Location identification items:
· · · ·

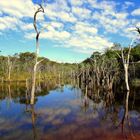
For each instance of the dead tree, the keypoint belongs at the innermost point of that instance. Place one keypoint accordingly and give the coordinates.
(39, 10)
(126, 64)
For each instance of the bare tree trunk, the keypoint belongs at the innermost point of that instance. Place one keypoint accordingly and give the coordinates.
(126, 64)
(126, 76)
(40, 9)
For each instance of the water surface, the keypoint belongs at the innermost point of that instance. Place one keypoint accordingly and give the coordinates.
(64, 113)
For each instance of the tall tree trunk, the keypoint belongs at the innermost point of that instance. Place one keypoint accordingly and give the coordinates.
(40, 9)
(126, 76)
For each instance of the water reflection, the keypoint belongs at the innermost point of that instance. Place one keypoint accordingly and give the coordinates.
(66, 112)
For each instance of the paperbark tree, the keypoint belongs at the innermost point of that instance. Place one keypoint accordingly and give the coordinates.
(39, 10)
(126, 64)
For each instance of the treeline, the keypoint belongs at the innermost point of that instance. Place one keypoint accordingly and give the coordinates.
(106, 69)
(19, 67)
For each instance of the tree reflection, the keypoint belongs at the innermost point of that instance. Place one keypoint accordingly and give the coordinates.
(31, 110)
(125, 122)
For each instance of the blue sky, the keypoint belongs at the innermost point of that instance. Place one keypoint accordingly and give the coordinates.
(73, 29)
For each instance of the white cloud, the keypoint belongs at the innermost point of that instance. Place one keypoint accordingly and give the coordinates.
(136, 12)
(27, 27)
(85, 28)
(8, 22)
(17, 8)
(81, 12)
(76, 2)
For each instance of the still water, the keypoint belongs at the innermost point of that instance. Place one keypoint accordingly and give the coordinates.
(65, 113)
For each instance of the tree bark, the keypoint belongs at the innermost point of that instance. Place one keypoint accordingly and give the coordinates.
(40, 9)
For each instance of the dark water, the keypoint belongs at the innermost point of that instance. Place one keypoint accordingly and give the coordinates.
(65, 113)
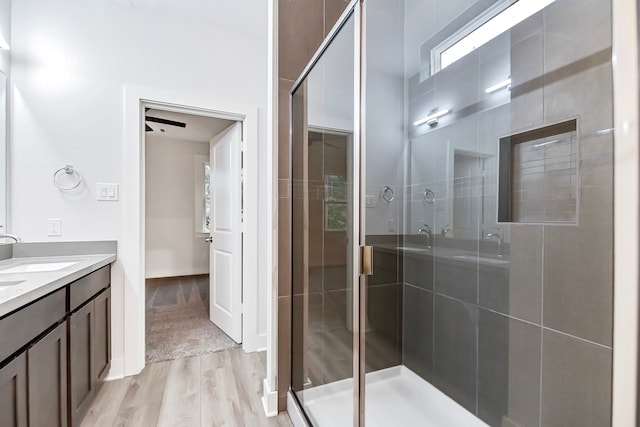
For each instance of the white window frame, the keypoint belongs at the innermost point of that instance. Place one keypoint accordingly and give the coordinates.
(200, 162)
(493, 12)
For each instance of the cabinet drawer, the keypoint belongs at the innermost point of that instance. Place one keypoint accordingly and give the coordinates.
(21, 327)
(83, 289)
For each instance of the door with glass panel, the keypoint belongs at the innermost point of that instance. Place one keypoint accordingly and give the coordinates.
(476, 163)
(324, 242)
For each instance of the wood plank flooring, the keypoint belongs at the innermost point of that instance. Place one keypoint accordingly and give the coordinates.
(215, 389)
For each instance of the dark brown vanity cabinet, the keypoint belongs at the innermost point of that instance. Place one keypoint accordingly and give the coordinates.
(89, 340)
(56, 352)
(47, 384)
(102, 343)
(13, 393)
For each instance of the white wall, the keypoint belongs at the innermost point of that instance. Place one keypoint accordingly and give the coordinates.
(384, 111)
(70, 63)
(173, 248)
(5, 33)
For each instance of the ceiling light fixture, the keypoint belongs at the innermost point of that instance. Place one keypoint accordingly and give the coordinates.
(431, 119)
(498, 24)
(496, 87)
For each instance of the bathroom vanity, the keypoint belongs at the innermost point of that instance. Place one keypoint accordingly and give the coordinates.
(55, 330)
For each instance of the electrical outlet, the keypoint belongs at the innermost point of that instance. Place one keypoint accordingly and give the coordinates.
(54, 227)
(107, 191)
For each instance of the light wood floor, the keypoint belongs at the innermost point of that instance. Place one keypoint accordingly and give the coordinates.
(215, 389)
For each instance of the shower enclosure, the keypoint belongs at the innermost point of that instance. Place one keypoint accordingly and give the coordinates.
(452, 220)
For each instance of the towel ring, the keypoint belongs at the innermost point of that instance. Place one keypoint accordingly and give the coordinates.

· · · ·

DIRECTIVE: Reproduce the listing above line for line, omitting the pictures.

REPLY TO THE EXERCISE:
For each instance of the dead tree, the keypoint belongs at the innermost point of that instance. Place one keypoint accordingly and give the coordinates.
(39, 10)
(126, 64)
For each instance of the bare tree trunk, the keypoint belongs at the innermost point of that instance. Place one keypoint accordingly and give the coordinates.
(126, 64)
(126, 76)
(40, 9)
For each instance of the water surface, the keypoint belongs at the innermost point of that instance. Place one keypoint accordingly and give the coordinates.
(64, 113)
For each instance of the tall tree trunk, the keypoint belongs at the innermost point of that instance. Place one keypoint accordingly and give the coordinates.
(40, 9)
(126, 76)
For each instance of the water reflection, the keypoint belongs at the innermost point of that instance. Place one keypoint accordingly and give the coordinates.
(66, 112)
For each instance of the paperbark tree, the keypoint belongs at the innermost point of that instance. Place one keypoint accordingly and give the coordinates.
(39, 10)
(126, 64)
For each instance of the treeline, the keypoint belongs at the innermost point of that instance. Place one keypoint accordingly and give the coordinates.
(106, 69)
(19, 67)
For each instance of the tree reflection, the keypoint belongs at the innermost point of that instance. Place one keypoint accordingly and give the coordinates.
(31, 110)
(125, 122)
For each instance of the blue sky, the keypoint belongs at the innermost point of that instance. Place one keypoint accordingly and give the coordinates.
(73, 29)
For each instance of the white cloud, the keypoint belongs at the innermost point of that instance. Place one keypoint accordingly and give the coordinates.
(136, 12)
(27, 27)
(85, 28)
(8, 22)
(17, 8)
(81, 12)
(76, 2)
For each instance of the still water, the keypoint belongs at the innermost point of that instance. Place one keypoint accordingly and give the coordinates.
(65, 113)
For each instance of the tree bark, the keypoint belongs at the innermost point of that instance. Place one keypoint accordingly and give the coordinates.
(40, 9)
For each instance of the dark water, the keypoint belongs at the innermost point of that instance. Place one keypoint accordingly and give the coordinates.
(65, 113)
For each instance of the white window frame, the keypoint belongs at the innermost point of that instance. Place one keypoint accordingly and give the coordinates.
(200, 162)
(493, 12)
For each instance of the cabinet drawer, the keypoint belongs at the innermost point of that instance. Place one keypoint accordingly and give the coordinates.
(21, 327)
(83, 289)
For each instance of the door with glass panel, the keypoint belongs at the innermost point of that instance. Place one keypoint accordingly and give the coordinates.
(476, 163)
(324, 242)
For each instance of the wood plank flooring, the keypoint belongs at the innermost point of that instance. Place one keypoint accordingly and give the coordinates.
(215, 389)
For each instance of the dark brown vanity cabinet, the keypoint belongs at the innermost point of that instance. Place one keypoint accordingly and give the coordinates.
(89, 340)
(56, 352)
(47, 384)
(102, 343)
(13, 393)
For each instance of the white wall, the keypoint belongs at the innermost point of that instance. Place one keypoint accordingly and give the coordinates.
(384, 111)
(70, 63)
(173, 248)
(5, 33)
For each instance of the ceiling light fixture, the keypoint belongs at the innermost point of that instance. Place one keypoint accordingly and give the coordinates.
(431, 119)
(498, 24)
(496, 87)
For each instance of the bathroom vanity, the keypoint belongs at the innermost point of that instance. Place one keypoint accordingly and give the coordinates.
(55, 330)
For each instance of the electrical outlet, the keypoint belongs at the innermost point of that instance. Place one keypoint accordingly and give the coordinates.
(54, 227)
(107, 191)
For each instance of the light wood floor, the keypoint belongs at the innermost point of that instance. Place one keypoint accordingly and give the coordinates.
(215, 389)
For each instance of the shower enclosure, the keypoint belongs at the innermost point of that instance. Place one keypoint accordingly and give the coordinates.
(452, 220)
For each instance of the towel ring, the keypoint belongs at the innermost point of that instance. Place one keypoint accordingly and give the coordinates.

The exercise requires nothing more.